→ Given request: Lines before the one containing "instance like [285,487]." are excluded. Repeat that line and every line after it, exactly.
::::::
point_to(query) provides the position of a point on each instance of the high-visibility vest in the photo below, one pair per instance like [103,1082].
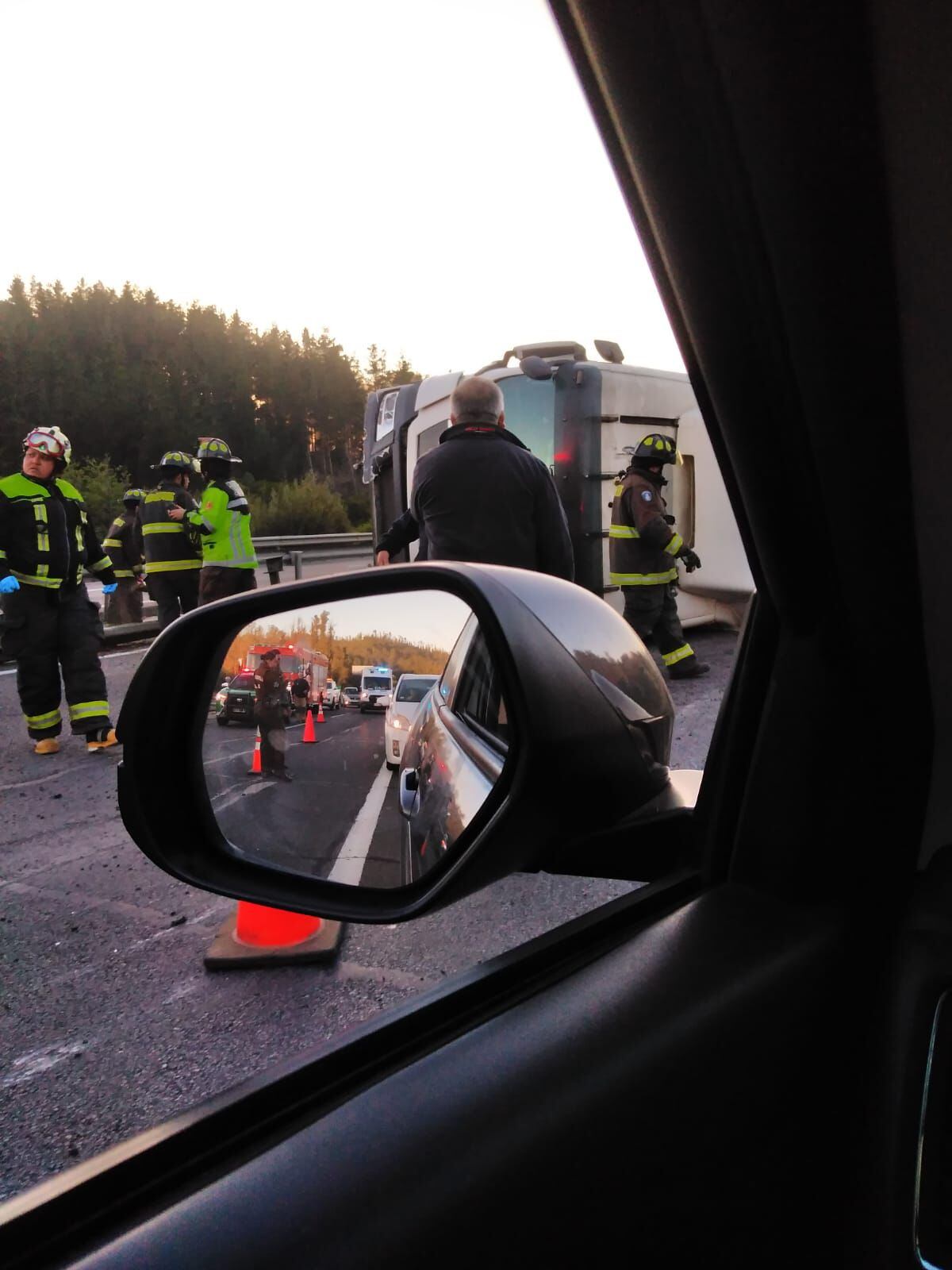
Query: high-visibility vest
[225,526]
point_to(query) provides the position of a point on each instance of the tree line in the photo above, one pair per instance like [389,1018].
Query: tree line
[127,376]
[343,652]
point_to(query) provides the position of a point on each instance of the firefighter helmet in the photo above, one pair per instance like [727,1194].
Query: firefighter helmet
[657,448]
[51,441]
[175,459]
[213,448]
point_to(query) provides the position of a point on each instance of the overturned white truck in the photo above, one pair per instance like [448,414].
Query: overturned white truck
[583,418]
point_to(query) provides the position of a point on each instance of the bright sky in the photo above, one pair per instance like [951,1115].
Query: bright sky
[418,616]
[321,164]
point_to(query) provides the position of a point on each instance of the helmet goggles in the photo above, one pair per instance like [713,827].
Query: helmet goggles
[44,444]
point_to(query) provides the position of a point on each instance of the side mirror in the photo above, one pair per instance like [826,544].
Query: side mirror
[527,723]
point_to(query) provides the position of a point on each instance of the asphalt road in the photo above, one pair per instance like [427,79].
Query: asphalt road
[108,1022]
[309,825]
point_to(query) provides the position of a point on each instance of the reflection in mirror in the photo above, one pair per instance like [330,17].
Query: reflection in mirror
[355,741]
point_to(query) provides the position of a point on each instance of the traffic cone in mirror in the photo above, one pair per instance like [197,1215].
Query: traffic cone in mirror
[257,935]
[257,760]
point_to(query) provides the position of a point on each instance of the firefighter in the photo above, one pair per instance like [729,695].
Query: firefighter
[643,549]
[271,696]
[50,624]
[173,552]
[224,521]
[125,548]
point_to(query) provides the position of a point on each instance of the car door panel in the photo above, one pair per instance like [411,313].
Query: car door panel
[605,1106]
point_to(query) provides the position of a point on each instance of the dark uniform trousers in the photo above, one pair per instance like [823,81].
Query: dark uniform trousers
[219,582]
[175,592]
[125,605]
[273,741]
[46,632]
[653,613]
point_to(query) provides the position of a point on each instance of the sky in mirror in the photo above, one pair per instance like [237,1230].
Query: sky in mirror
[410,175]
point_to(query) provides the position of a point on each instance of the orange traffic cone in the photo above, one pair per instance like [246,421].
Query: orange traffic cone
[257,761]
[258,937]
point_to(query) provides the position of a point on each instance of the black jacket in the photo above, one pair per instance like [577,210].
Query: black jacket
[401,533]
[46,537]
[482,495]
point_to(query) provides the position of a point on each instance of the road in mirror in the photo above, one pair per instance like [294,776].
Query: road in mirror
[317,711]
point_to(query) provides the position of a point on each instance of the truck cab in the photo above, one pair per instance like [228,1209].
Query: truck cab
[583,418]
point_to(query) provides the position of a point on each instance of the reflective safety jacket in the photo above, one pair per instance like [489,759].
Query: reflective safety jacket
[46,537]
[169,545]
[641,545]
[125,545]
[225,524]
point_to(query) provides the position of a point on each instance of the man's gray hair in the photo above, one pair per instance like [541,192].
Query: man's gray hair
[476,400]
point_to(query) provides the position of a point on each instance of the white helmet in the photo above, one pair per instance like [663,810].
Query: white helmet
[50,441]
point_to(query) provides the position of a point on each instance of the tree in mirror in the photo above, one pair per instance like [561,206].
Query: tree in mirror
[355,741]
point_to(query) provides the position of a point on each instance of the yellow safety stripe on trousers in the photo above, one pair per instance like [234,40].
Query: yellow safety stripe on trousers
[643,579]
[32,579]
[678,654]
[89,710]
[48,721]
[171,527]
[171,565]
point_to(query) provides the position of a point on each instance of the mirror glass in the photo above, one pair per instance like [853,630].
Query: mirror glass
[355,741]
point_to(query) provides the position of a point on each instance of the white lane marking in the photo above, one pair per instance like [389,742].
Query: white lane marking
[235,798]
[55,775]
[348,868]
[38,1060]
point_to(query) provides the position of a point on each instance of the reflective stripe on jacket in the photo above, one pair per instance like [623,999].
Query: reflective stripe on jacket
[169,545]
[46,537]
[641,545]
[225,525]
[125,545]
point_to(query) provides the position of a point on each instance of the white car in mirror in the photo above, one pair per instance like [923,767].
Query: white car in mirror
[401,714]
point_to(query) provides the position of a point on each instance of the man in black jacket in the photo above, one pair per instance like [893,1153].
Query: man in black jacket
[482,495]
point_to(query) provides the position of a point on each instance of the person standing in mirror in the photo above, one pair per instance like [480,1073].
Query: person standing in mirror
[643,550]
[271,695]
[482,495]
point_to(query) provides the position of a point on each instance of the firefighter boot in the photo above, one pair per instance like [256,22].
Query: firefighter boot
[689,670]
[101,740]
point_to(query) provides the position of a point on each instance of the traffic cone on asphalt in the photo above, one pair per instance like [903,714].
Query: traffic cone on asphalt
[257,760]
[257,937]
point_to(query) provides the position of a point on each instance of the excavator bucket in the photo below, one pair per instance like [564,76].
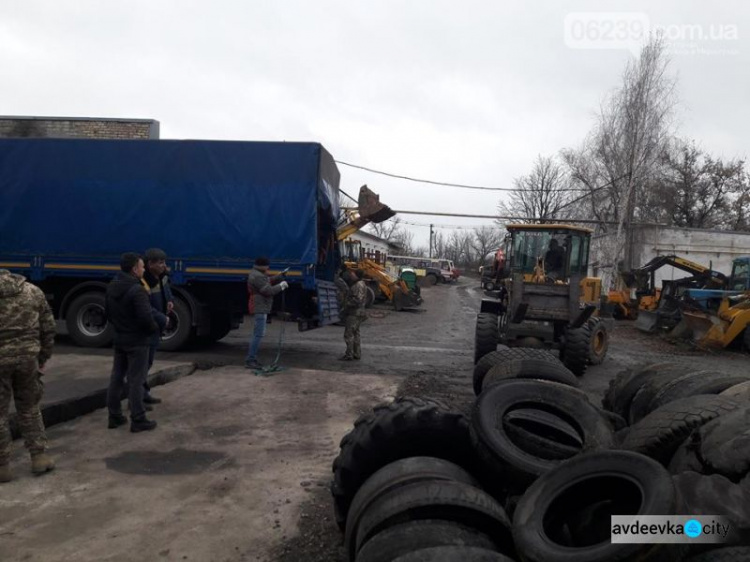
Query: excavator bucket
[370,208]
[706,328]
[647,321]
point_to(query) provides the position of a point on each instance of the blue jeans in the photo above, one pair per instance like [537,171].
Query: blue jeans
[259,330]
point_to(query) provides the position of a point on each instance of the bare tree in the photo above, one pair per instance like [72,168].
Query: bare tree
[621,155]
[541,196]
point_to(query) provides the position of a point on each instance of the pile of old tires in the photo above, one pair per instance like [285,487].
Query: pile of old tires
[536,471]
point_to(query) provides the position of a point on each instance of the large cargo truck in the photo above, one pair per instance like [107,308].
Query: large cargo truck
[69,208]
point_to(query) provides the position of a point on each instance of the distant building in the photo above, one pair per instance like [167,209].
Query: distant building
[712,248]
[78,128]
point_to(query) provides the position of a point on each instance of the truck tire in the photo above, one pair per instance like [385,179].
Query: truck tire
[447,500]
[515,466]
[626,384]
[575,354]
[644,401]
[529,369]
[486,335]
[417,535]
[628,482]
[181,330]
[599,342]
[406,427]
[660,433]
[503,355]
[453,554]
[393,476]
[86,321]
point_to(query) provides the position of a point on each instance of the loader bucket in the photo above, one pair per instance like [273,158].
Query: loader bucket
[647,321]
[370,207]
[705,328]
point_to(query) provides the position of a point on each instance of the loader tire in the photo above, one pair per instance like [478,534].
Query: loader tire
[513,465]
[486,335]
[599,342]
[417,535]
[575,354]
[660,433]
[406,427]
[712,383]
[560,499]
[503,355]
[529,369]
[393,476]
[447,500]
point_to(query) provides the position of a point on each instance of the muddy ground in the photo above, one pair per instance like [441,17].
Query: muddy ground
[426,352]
::::::
→ Answer to this exercise:
point_to(query) provides the position of a point on each instance of the pile of old tires in the photo above, one pair per instance like [285,487].
Query: pile of old tires
[536,471]
point_to(query) provides the position of a point on each instance of the large cargo truck in the photo above, one pair per instance like [107,308].
Query: large cargo truck
[69,208]
point_to(query) provides the position of a point on each instance of the distant building in the photo above, one pair per instance like [167,209].
Query: distant building
[712,248]
[78,128]
point_to(query) provides the position of a point on each instance of the truck tire in the photo above, one pair per instance like [385,179].
Query: truck tire
[447,500]
[515,466]
[626,384]
[575,354]
[644,401]
[529,369]
[486,335]
[417,535]
[628,482]
[181,330]
[599,342]
[406,427]
[660,433]
[503,355]
[453,554]
[393,476]
[86,321]
point_to(query) provides the position of a point on each instance of the loader bucket in the photo above, one pair per instance like [273,158].
Query: loader bucket
[647,321]
[370,207]
[705,328]
point_to(query) provides the position of a point on each instance of the loader tire in the photo above, one pair per instance like [478,534].
Query: loader tire
[513,465]
[486,335]
[599,342]
[417,535]
[575,354]
[660,433]
[406,427]
[712,383]
[560,499]
[503,355]
[529,369]
[393,476]
[447,500]
point_to(query) provides the position of a point on each instance of the muddy ground in the photo above, one pair per instance like [441,17].
Query: muddy ground
[426,352]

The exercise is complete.